JOB:
Edit the records below by replacing "Put a point" with "Place a marker" everywhere it occurs. Keep everything else the same.

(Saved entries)
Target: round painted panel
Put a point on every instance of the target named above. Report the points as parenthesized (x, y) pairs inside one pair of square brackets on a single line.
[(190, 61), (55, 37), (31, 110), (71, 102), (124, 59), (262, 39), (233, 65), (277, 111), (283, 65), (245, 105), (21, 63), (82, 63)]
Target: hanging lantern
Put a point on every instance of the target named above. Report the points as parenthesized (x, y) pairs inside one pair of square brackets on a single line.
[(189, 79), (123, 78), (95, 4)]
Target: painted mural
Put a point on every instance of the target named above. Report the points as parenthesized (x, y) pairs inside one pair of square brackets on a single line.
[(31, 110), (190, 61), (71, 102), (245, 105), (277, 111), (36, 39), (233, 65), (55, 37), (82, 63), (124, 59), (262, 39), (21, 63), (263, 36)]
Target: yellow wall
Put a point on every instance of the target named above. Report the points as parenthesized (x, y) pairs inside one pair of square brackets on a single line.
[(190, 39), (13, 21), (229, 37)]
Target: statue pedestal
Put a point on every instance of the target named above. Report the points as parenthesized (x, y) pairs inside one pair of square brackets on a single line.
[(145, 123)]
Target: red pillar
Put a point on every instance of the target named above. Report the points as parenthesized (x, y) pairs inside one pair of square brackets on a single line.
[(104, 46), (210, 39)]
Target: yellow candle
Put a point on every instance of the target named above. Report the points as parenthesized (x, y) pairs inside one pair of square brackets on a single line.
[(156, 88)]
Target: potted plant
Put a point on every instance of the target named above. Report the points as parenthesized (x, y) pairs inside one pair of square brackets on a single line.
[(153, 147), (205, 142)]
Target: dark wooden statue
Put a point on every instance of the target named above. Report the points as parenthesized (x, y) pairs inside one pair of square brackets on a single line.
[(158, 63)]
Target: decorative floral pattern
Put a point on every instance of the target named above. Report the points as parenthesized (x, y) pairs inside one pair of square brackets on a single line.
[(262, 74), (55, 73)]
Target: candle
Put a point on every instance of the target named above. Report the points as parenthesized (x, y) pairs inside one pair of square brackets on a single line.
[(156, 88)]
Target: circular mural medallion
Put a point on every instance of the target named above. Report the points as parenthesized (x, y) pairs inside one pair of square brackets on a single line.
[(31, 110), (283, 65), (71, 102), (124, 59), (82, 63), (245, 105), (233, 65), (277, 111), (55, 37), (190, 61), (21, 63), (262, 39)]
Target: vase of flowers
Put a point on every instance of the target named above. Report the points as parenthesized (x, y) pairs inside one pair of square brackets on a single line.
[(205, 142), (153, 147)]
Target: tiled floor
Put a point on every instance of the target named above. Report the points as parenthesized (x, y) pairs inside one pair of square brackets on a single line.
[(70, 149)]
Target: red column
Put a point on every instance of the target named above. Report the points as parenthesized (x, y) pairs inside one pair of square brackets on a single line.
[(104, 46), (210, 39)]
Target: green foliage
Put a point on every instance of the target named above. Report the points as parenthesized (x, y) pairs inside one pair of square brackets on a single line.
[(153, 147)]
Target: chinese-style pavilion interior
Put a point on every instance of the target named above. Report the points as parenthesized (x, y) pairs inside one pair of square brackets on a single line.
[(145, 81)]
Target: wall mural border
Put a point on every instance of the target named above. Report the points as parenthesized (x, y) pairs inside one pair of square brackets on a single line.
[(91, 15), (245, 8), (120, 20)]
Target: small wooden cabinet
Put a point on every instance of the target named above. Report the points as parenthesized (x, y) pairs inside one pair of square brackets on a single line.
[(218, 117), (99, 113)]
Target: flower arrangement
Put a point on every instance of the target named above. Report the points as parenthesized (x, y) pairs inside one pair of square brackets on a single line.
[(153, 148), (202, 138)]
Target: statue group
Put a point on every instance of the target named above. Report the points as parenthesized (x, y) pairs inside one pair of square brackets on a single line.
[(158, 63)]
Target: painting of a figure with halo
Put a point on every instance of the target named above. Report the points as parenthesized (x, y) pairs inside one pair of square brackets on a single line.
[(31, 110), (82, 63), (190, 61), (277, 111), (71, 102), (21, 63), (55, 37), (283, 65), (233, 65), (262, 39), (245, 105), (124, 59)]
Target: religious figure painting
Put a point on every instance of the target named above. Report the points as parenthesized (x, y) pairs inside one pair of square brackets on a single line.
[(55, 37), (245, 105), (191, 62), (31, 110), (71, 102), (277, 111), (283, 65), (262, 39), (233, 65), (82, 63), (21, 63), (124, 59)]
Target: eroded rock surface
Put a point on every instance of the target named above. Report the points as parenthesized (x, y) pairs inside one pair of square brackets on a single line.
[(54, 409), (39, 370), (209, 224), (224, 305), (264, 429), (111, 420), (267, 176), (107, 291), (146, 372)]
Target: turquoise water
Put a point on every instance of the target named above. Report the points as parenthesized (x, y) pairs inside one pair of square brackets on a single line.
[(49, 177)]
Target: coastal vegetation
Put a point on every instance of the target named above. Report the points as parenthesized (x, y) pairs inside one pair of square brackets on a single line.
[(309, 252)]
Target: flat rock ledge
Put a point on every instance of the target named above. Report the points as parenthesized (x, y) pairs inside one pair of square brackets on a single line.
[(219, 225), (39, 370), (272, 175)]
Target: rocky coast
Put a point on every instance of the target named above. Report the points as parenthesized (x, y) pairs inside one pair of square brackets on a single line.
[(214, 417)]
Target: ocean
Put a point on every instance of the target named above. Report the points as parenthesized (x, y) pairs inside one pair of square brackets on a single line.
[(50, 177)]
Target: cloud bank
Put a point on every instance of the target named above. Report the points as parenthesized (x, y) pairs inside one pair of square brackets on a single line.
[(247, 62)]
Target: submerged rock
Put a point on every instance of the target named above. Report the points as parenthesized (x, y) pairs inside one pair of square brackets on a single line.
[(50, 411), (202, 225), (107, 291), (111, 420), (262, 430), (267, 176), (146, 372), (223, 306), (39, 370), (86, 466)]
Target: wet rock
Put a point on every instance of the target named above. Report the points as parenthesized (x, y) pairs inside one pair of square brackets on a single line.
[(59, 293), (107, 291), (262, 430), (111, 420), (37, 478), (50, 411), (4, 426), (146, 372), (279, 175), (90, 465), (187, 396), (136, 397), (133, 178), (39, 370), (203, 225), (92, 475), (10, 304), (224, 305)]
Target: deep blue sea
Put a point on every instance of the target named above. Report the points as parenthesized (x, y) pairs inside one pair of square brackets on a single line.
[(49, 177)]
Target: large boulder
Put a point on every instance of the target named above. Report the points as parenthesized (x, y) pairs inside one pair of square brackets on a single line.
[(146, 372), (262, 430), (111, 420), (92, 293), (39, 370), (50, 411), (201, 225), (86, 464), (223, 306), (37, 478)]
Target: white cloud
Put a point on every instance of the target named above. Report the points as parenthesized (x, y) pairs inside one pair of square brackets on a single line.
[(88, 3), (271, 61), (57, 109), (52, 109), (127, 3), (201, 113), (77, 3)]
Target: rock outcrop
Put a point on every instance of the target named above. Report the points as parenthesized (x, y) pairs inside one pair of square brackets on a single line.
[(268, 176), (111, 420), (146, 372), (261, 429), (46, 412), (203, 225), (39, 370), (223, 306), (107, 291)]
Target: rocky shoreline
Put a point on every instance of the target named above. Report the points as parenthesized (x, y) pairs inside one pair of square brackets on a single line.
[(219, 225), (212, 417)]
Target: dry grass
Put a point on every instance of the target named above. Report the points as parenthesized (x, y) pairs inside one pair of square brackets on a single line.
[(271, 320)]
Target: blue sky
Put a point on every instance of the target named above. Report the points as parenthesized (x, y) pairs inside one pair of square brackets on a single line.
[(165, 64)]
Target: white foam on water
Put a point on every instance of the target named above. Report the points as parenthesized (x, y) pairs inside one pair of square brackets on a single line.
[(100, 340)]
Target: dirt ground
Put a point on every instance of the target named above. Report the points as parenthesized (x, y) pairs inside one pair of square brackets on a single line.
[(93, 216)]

FINISHED EXERCISE:
Target: round painted panel
Place a marker on every instance of the target named above. Report the points as parenthesized (x, y) pairs inside one pair of square brackets on a single line.
[(190, 61), (55, 37), (31, 110), (71, 102), (124, 59), (262, 39), (233, 65), (277, 111), (283, 65), (245, 105), (21, 63), (82, 63)]
Target: hanging lantern
Place a marker on every instance of the target named above. Report the points as parenthesized (x, y) pairs inside one pair of square brackets on a single line.
[(189, 79), (123, 78), (95, 4)]
Target: painted mural
Place a marker on every instance of the target named above. Report the points as parenthesized (x, y) pairs inside one pair of square brackets on a single line.
[(31, 110), (190, 61), (71, 102), (245, 105), (277, 111), (36, 39), (233, 65), (55, 37), (82, 63), (124, 59), (262, 39), (21, 63), (263, 36)]
Target: yellow wall
Place a marker on every instance of the target named above. Report the points as parenthesized (x, y) pairs inside one pair of square brackets on a single line.
[(190, 39), (13, 21), (229, 37)]
Target: statue pedestal
Place a marker on every instance of the target named above. Report the points as parenthesized (x, y) pairs inside one pair of square brackets on a single line.
[(145, 123)]
Target: red pillar
Place a marker on every instance of the target named above. Report the points as parenthesized (x, y) pairs inside one pair of square brackets on a single line.
[(104, 46), (210, 39)]
Target: yellow candle
Place a marker on every instance of the target named above. Report the points as parenthesized (x, y) pairs inside one pair of square brackets on a single line.
[(156, 88)]
Target: potted plant
Place a marker on every instance of the target named above. Report the points as parenthesized (x, y) pairs inside one pair of square brackets on a single line.
[(153, 147), (205, 142)]
Target: dark wooden statue
Place a marker on every instance of the target named above. Report the points as parenthesized (x, y) pairs inside one pair of square brackets on a single line.
[(158, 63)]
Target: decorative floral pattern
Place a marker on every instance of the target named above. Report the points as parenthesized (x, y) pairs inside one pair of square brackets on a single line.
[(262, 74), (55, 73)]
Target: candle
Place a marker on every instance of the target named above. Report the points as parenthesized (x, y) pairs inside one pair of square brackets on a single line.
[(156, 88)]
Target: circular mural medallion
Place a marker on every instance of the target named above. Report the points as parenthesized (x, y) pairs inside one pair of square brackets on a single line.
[(31, 110), (283, 65), (71, 102), (124, 59), (82, 63), (245, 105), (233, 65), (277, 111), (55, 37), (190, 61), (21, 63), (262, 39)]
Target: vase of flowers
Place a marker on every instance of the target named above. Report the points as parenthesized (x, y) pairs inside one pair of square brackets on a single line.
[(205, 142), (153, 147)]
Target: tiled floor
Place a marker on every instance of the target named above. Report the points as parenthesized (x, y) pairs inside one pair of square brackets on a single line.
[(70, 149)]
Target: red column
Place a marker on every instance of the target named above. Report the points as parenthesized (x, y) pairs inside one pair of square brackets on a single line.
[(104, 46), (210, 39)]
Target: green foliage
Place a marker on every instance of the target named above. Report the points as parenthesized (x, y) pairs inside one pair of square brackets on a single line.
[(153, 147)]
Target: chinese-style pavilion interior
Place a marker on every instance of the target named above. Report the points as parenthesized (x, y) pairs inside one pair of square brackets on a single line.
[(145, 81)]
Target: wall mural border
Place a marker on every instance of the target named above. Report the points as parenthesized (x, y) pairs inside one pair of square brackets on a single line.
[(91, 15), (245, 8), (120, 20)]
Target: small wooden cabinet
Place a marker on every instance of the target named above. Report the points as parenthesized (x, y) pairs inside one pair of square brackets on a single line.
[(218, 117), (99, 113)]
Target: flower arrangement
Place a marker on every instance of the target named above. Report the points as parenthesized (x, y) pairs inside one pair of square brackets on a single line.
[(153, 148), (202, 138)]
Target: statue group
Place a marker on every instance of the target named above. Report the points as parenthesized (x, y) pairs inside one pair of square brackets on a single line.
[(158, 63)]
Target: painting of a figure with halo
Place a marker on every instance of the target named above. Report the points as parenthesized (x, y) pairs inside one pair of square brackets on a single line.
[(31, 110), (82, 63), (190, 61), (277, 111), (71, 102), (21, 63), (55, 37), (283, 65), (233, 65), (262, 39), (245, 105), (124, 59)]
Target: religious figure painting
Place a marker on every instance of the target named above. Report the points as parenthesized (x, y) pairs inside one pair of square brackets on a single line.
[(55, 37), (245, 105), (191, 62), (31, 110), (71, 102), (277, 111), (283, 65), (262, 39), (233, 65), (82, 63), (21, 63), (124, 59)]
Target: eroded rock surface
Place a marker on every instance of the target named above. Report the points as parenthesized (x, y) pairs inside one pair of square brackets on a single line.
[(54, 409), (39, 370), (209, 224), (224, 305), (264, 429), (111, 420), (267, 176), (107, 291), (146, 372)]
Target: turquoise water
Place a marker on every instance of the target named above. Report the points as parenthesized (x, y) pairs inside one pair of square brackets on a single line.
[(49, 177)]
Target: coastal vegetation
Place a marker on every instance of the target named above. Report the points as parenthesized (x, y) pairs inside one pair of square brackets on a single line.
[(309, 252)]
Target: flat rock ledge
Place a marker on every instance of the target named above. Report the points as parenthesized (x, y) pairs inside one pair of square brackets on a single line.
[(219, 225), (39, 370), (272, 175)]
Target: rocky coast
Place a marker on every instance of the target named above. Report the points as parenthesized (x, y) pairs inside one pair of square brackets on a single line.
[(214, 417)]
Target: ocean
Place a marker on every instance of the target named above. Report the points as parenthesized (x, y) pairs inside one pair of square brackets on a single line.
[(50, 177)]
Target: cloud bank
Place a marker on every instance of the target named above. Report the points as parenthesized (x, y) pairs inside one pair of square brackets on a single line.
[(247, 62)]
Target: submerged rock
Place a marker on every instance of the target named above. Report the points as parenthesized (x, y) pairs inside one pair of square brackets on a single line.
[(50, 411), (202, 225), (107, 291), (111, 420), (262, 430), (267, 176), (146, 372), (223, 306), (39, 370), (86, 466)]
Target: wet rock
Place a marker on every instance of the target named above. Report the points as parenthesized (x, y) pairs inside one pair of square brackets on a single line.
[(59, 293), (107, 291), (262, 430), (111, 420), (37, 478), (50, 411), (4, 426), (146, 372), (279, 175), (90, 465), (187, 396), (136, 397), (133, 178), (39, 370), (203, 225), (92, 475), (10, 304), (224, 305)]
Target: deep blue sea
Place a marker on every instance of the target named above. Report the points as parenthesized (x, y) pairs inside one pair of square brackets on a single line.
[(49, 177)]
Target: large boulder
Place a marker on every instance of the target named above. Report the points as parenthesized (x, y) pairs inside one pair of square brackets on a single line.
[(146, 372), (262, 430), (111, 420), (92, 293), (39, 370), (50, 411), (201, 225), (86, 464), (223, 306), (37, 478)]
Target: white cloud
Place a marker on every instance of the target named above. Report the points as parenthesized (x, y) pairs inside one pair of square brackets on a single line.
[(88, 3), (271, 61), (57, 109), (52, 109), (127, 3), (201, 113), (77, 3)]
Target: rock outcrop
Place a marker on every instance of the target named above. Report the points as parenthesized (x, y) pairs inside one pair of square brackets on a single line.
[(268, 176), (111, 420), (146, 372), (261, 429), (46, 412), (203, 225), (39, 370), (223, 306), (107, 291)]
Target: rocky shoreline
Place a marker on every instance of the target named above. Report the points as parenthesized (x, y) pairs inside one pair of square brackets on a single line.
[(219, 225), (212, 417)]
Target: dry grass
Place a marker on every instance of the target named above. Report the points as parenthesized (x, y) pairs inside one pair of square brackets on a single line.
[(271, 320)]
Target: blue sky
Place a marker on every instance of the target named above. Report the points as parenthesized (x, y) pairs inside one pair of square brackets on a single line.
[(165, 64)]
Target: white foam on water
Place a marker on every instance of the target named above. Report the points as parenthesized (x, y) pairs inside one pair of square brackets on a single line.
[(100, 340)]
Target: dirt ground
Place a marker on every instance of the target named above. Report the points as parenthesized (x, y) pairs inside one pair of square brackets on a single line.
[(93, 216)]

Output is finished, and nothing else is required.